-- Start of Records for this task --

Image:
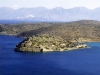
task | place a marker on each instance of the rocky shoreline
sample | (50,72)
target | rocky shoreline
(47,44)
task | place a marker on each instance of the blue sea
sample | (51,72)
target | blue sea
(75,62)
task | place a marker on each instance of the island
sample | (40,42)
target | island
(47,44)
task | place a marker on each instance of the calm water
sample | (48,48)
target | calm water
(76,62)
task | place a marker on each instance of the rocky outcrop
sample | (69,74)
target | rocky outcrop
(45,44)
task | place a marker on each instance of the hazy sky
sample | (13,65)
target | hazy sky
(91,4)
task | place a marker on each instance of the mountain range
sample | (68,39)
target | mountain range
(44,14)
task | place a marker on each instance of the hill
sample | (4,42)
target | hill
(87,29)
(44,14)
(83,30)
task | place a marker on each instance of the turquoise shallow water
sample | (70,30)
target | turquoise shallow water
(75,62)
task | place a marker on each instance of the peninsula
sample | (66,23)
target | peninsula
(47,44)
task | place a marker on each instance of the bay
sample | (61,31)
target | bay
(75,62)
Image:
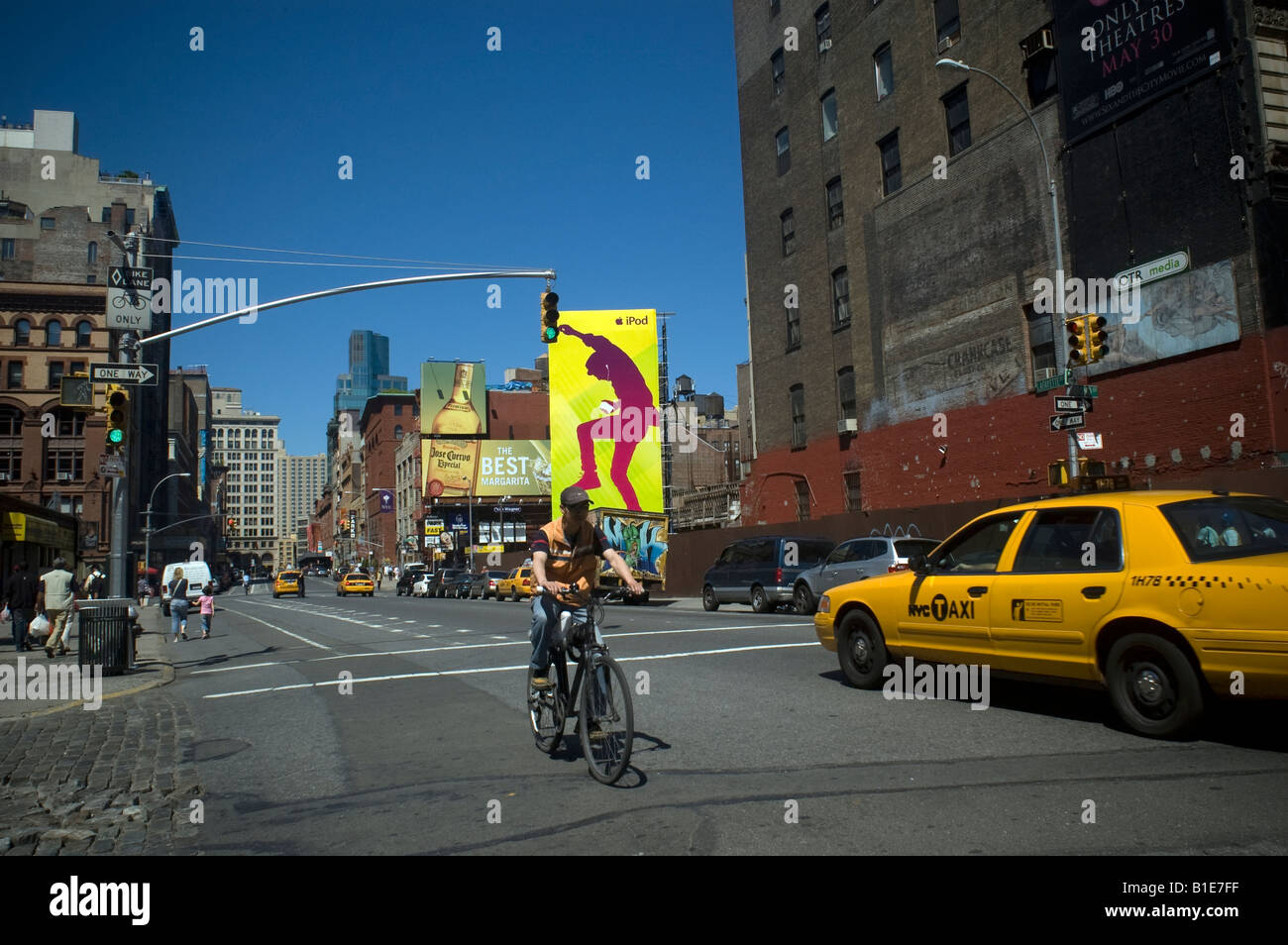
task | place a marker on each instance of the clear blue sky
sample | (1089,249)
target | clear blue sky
(520,158)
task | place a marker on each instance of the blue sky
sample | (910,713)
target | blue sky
(519,158)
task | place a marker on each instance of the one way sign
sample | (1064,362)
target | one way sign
(124,373)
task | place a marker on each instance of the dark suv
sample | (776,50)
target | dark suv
(761,571)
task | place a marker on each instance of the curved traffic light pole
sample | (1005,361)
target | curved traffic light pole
(130,347)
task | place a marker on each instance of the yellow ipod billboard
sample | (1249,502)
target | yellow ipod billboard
(604,432)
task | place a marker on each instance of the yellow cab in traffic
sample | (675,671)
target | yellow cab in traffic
(287,582)
(1164,597)
(357,582)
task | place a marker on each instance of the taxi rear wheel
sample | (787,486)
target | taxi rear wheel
(1153,687)
(861,651)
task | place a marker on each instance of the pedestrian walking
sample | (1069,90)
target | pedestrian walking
(56,600)
(178,588)
(207,609)
(21,589)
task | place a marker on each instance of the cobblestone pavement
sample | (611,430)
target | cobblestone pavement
(106,782)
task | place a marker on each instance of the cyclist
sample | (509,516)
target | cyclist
(565,558)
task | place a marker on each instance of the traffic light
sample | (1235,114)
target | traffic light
(549,317)
(1096,338)
(116,407)
(1077,329)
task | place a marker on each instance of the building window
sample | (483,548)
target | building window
(948,25)
(840,297)
(884,65)
(1041,345)
(828,102)
(892,179)
(845,393)
(823,27)
(802,499)
(957,114)
(785,151)
(853,496)
(798,411)
(835,205)
(789,232)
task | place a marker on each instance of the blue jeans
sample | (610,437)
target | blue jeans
(21,618)
(545,622)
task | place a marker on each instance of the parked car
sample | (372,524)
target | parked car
(410,576)
(356,583)
(516,583)
(1133,589)
(484,583)
(857,559)
(761,571)
(441,579)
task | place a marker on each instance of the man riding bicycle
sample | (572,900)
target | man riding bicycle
(565,559)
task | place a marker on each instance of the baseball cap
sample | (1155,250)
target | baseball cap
(574,494)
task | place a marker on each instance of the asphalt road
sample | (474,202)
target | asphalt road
(747,742)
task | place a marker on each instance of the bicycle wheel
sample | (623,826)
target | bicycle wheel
(606,718)
(545,716)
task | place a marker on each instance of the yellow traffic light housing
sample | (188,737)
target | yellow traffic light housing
(116,408)
(549,318)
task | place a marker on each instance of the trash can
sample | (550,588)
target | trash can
(106,638)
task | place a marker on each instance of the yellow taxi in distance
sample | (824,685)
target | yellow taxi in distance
(1163,597)
(518,583)
(286,582)
(357,582)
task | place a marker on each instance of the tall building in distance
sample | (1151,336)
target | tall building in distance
(246,443)
(369,372)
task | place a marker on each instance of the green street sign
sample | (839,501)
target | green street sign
(1052,382)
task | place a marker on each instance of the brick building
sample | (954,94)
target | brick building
(898,226)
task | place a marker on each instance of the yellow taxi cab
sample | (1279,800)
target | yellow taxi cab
(1163,597)
(357,582)
(515,584)
(287,582)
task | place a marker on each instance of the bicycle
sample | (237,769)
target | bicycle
(605,718)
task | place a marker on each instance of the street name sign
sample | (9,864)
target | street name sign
(1067,421)
(124,373)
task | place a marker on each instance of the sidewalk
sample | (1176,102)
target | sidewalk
(154,667)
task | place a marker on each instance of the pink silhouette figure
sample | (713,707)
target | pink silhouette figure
(627,428)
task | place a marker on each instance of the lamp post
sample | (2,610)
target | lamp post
(147,532)
(1061,360)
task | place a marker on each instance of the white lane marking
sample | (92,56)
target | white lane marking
(296,636)
(430,674)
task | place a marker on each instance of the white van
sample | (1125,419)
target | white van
(196,574)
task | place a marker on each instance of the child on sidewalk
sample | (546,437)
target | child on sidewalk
(207,609)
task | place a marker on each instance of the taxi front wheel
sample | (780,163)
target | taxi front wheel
(861,651)
(1153,687)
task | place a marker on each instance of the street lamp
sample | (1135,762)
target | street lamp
(1056,329)
(147,532)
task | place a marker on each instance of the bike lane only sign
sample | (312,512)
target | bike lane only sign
(129,297)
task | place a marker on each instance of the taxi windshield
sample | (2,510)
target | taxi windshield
(1228,527)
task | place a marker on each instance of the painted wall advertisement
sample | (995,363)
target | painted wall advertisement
(1119,54)
(603,408)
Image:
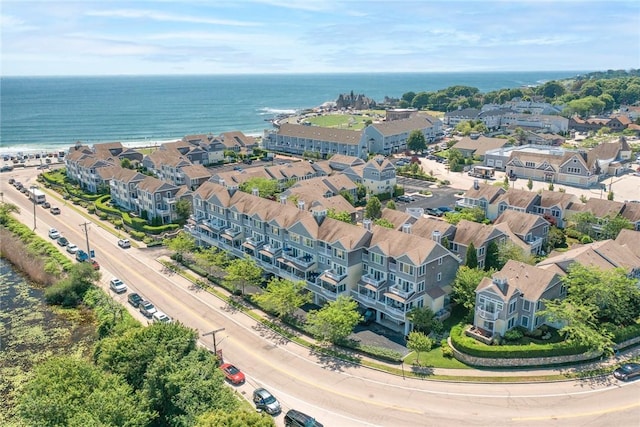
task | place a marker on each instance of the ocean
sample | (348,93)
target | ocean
(51,113)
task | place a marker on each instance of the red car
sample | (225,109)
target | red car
(232,374)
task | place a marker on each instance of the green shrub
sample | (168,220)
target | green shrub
(475,348)
(513,335)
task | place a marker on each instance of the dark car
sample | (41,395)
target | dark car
(266,401)
(627,371)
(134,299)
(232,374)
(434,211)
(295,418)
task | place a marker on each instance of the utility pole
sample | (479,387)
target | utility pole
(33,198)
(86,235)
(215,347)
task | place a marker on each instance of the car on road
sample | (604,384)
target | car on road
(405,198)
(434,211)
(147,308)
(265,401)
(232,374)
(117,285)
(134,299)
(627,371)
(160,317)
(53,233)
(294,418)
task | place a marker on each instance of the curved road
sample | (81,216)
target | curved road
(336,393)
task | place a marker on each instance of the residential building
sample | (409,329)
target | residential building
(514,296)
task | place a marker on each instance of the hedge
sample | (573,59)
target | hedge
(475,348)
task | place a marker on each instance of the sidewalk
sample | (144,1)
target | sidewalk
(400,369)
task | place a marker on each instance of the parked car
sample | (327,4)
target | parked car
(147,308)
(295,418)
(134,299)
(434,211)
(627,371)
(265,401)
(232,374)
(117,285)
(160,317)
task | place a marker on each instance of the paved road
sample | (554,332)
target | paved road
(338,394)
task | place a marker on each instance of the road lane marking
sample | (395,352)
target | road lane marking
(579,415)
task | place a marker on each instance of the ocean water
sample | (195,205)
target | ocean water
(48,113)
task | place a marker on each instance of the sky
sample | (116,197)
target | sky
(113,37)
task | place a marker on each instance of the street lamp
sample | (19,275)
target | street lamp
(33,198)
(215,347)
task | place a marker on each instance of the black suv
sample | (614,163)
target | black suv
(298,419)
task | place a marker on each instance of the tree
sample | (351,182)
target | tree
(424,320)
(180,244)
(472,256)
(419,342)
(72,391)
(383,222)
(465,284)
(491,260)
(242,272)
(373,210)
(283,297)
(416,141)
(183,210)
(237,418)
(267,188)
(335,321)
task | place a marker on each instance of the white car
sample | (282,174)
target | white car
(53,233)
(117,286)
(160,317)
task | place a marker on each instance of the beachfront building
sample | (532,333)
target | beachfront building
(389,271)
(513,297)
(391,137)
(298,139)
(378,175)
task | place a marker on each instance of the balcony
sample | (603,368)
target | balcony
(398,290)
(369,279)
(487,315)
(332,274)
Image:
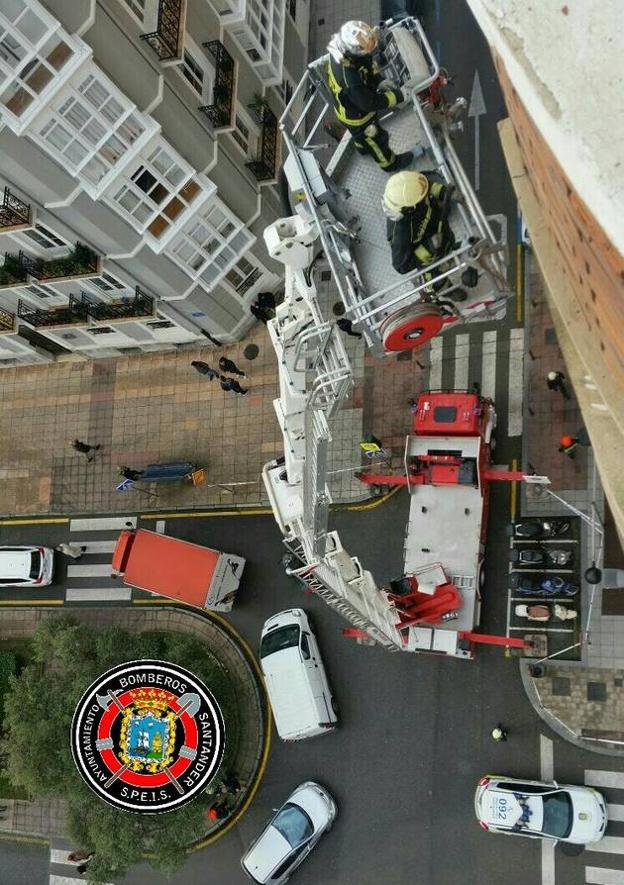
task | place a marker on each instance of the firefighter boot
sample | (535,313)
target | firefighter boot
(401,161)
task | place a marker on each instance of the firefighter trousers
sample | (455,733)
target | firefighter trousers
(373,139)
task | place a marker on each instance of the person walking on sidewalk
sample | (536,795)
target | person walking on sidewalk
(205,369)
(84,448)
(556,381)
(568,445)
(230,366)
(232,384)
(499,733)
(74,551)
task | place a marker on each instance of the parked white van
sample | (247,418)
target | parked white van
(295,677)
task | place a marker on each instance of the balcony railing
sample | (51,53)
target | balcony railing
(139,305)
(74,312)
(12,271)
(81,262)
(220,111)
(264,168)
(7,321)
(13,212)
(166,39)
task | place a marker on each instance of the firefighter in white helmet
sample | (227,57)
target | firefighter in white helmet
(416,205)
(355,81)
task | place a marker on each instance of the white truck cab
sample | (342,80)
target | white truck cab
(301,699)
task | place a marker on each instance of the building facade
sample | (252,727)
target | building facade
(139,154)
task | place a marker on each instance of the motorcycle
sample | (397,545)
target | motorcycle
(544,556)
(533,530)
(545,612)
(550,585)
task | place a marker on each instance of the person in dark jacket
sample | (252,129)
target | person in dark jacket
(355,80)
(205,369)
(418,229)
(230,366)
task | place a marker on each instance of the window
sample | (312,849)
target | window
(44,237)
(193,72)
(91,128)
(137,7)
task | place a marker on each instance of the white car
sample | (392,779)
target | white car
(301,699)
(541,810)
(26,566)
(292,834)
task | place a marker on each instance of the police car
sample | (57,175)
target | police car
(540,810)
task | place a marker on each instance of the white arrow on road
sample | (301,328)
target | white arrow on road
(476,109)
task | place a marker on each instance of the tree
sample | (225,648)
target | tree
(66,658)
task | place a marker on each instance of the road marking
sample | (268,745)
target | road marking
(462,347)
(91,594)
(93,570)
(96,546)
(598,876)
(548,863)
(488,364)
(435,363)
(596,778)
(608,845)
(615,812)
(516,382)
(547,758)
(101,523)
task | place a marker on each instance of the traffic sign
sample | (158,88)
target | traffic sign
(125,486)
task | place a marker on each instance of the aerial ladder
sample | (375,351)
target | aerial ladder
(334,197)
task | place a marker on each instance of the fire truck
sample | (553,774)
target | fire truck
(447,472)
(333,196)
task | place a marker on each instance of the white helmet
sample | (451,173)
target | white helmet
(357,38)
(403,190)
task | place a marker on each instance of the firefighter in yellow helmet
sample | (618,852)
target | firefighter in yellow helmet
(416,206)
(355,81)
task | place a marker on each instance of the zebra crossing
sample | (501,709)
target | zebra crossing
(611,785)
(89,578)
(494,358)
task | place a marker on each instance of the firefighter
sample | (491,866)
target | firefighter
(416,206)
(359,93)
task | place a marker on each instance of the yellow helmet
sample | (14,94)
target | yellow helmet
(404,190)
(357,38)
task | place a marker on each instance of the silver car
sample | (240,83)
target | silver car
(292,834)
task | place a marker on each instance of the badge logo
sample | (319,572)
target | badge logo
(147,736)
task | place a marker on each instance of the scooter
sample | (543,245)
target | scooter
(541,556)
(546,612)
(550,585)
(540,528)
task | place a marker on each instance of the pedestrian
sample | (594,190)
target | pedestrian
(130,473)
(556,381)
(230,366)
(84,448)
(205,369)
(346,326)
(499,733)
(260,313)
(74,551)
(568,445)
(232,384)
(266,300)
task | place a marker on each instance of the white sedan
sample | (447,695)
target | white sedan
(291,835)
(26,566)
(540,810)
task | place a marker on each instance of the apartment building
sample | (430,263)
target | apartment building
(139,153)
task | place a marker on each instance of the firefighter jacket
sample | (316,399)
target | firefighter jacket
(354,86)
(410,237)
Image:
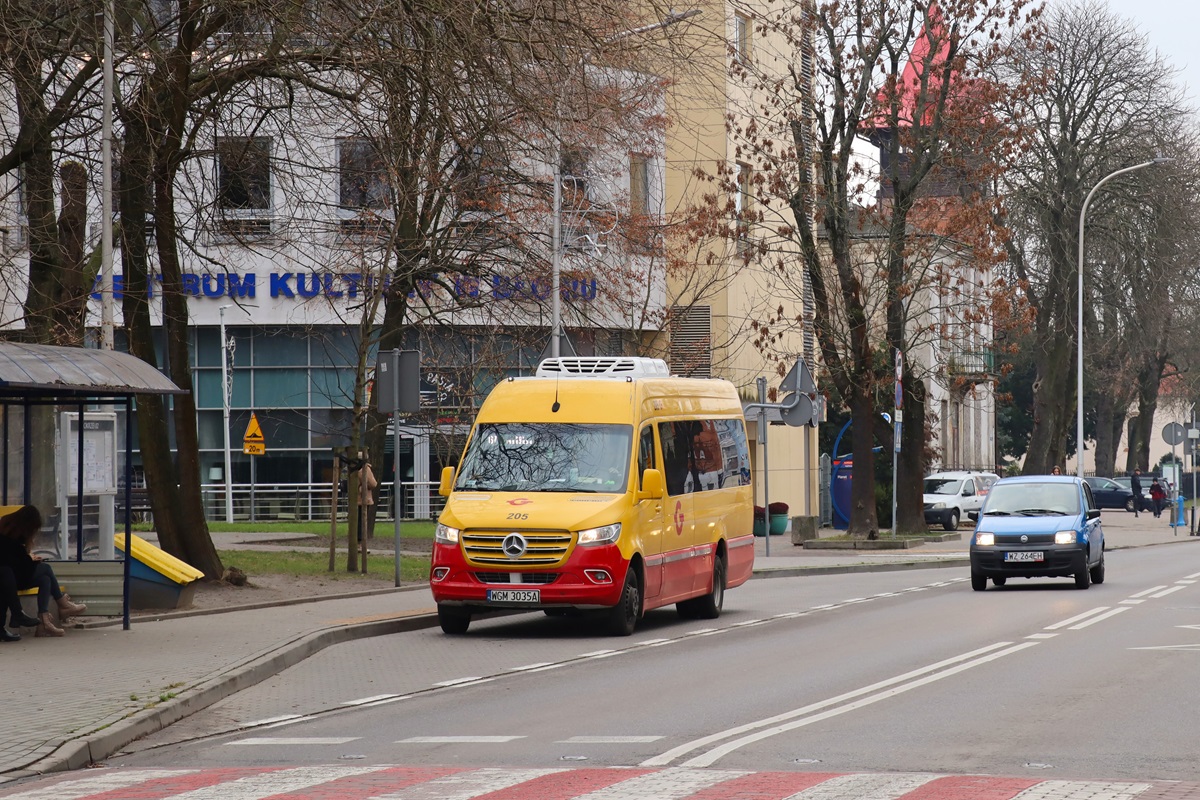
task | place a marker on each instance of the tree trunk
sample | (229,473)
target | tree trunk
(863,517)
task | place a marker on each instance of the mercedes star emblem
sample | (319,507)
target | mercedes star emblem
(514,546)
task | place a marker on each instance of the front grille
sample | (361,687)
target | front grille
(539,578)
(544,547)
(1011,540)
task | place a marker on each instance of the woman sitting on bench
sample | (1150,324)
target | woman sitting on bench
(17,533)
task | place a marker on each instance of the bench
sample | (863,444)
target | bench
(97,584)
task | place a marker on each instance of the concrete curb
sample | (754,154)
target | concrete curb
(76,753)
(121,729)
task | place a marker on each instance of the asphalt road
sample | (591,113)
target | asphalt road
(870,672)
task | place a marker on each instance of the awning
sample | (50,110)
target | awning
(61,371)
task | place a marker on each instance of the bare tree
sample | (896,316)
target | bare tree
(1105,101)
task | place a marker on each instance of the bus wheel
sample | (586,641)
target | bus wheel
(623,617)
(709,606)
(454,619)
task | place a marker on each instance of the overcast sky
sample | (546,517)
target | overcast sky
(1173,28)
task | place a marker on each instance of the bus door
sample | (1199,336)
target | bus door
(649,515)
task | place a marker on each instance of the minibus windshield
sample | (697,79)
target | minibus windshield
(547,457)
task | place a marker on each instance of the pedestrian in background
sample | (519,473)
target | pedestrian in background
(1135,487)
(1157,497)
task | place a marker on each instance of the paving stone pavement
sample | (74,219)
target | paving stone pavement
(330,782)
(95,690)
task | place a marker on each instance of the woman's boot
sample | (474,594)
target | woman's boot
(70,608)
(46,625)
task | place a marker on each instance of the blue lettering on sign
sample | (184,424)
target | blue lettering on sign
(241,286)
(280,284)
(214,286)
(310,290)
(352,284)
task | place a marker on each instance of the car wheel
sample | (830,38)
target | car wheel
(623,617)
(454,619)
(1084,578)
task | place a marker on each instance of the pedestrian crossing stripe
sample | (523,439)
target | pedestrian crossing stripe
(367,782)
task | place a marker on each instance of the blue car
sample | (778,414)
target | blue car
(1036,527)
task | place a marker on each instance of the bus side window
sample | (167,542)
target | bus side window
(645,452)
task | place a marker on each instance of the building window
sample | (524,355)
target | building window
(639,185)
(363,179)
(742,32)
(244,174)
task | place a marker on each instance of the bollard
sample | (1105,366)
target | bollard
(1180,522)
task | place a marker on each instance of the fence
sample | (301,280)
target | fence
(311,501)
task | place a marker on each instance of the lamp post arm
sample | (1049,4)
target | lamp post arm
(1079,318)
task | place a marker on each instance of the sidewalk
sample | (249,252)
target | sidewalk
(83,697)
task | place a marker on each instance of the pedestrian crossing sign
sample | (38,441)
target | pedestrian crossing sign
(252,444)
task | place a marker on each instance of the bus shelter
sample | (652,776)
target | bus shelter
(61,434)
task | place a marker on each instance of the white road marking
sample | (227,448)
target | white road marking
(712,756)
(1098,618)
(666,785)
(289,741)
(465,786)
(95,783)
(687,747)
(267,785)
(371,699)
(606,740)
(1090,789)
(1077,618)
(456,681)
(865,787)
(457,740)
(282,717)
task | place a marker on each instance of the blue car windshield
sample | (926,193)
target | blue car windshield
(1032,499)
(547,457)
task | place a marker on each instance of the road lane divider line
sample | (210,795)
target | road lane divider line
(719,752)
(664,759)
(1098,618)
(1074,619)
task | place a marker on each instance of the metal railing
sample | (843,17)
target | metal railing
(311,501)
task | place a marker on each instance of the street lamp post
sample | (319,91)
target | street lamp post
(1079,318)
(556,242)
(225,405)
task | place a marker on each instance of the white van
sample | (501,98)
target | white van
(951,495)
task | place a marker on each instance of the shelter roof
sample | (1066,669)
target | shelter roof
(61,371)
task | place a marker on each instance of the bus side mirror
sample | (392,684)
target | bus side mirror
(652,486)
(447,481)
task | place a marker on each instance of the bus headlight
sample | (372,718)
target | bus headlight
(604,535)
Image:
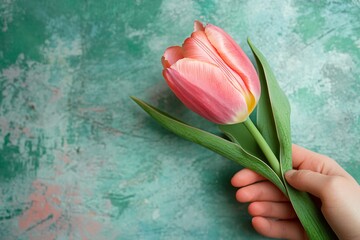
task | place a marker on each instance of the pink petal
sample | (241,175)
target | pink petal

-- End of Records for this task --

=== Goal ===
Repeat nothing but the lines from the one containing "the blue car windshield" through the end of the entries, exactly, and skip the pictures.

=== Result below ===
task | place a marker on each instance of the blue car windshield
sample | (926,193)
target | blue car windshield
(1032,499)
(547,457)
task | place a marker on each instance of the road lane divider line
sample | (210,795)
target | road lane divider line
(719,752)
(664,759)
(1098,618)
(1074,619)
task | place a marker on each instance of the metal railing
sample | (843,17)
target | metal railing
(311,501)
task | place a marker on each instance of the street lamp post
sample | (319,91)
target | street lamp post
(1079,318)
(556,242)
(225,405)
task | place a marker on each instance of the white van
sample | (501,98)
target | white van
(951,495)
task | place a marker on each instance of the shelter roof
sample | (1066,669)
target | shelter roof
(61,371)
task | place a marker on each instance of the bus side mirror
sample | (392,684)
target | bus side mirror
(652,486)
(447,481)
task | place a marker on each instance of the bus headlight
sample | (372,718)
target | bus headlight
(604,535)
Image:
task | place a marker on each instance of the pink petal
sample | (241,175)
target | pink petal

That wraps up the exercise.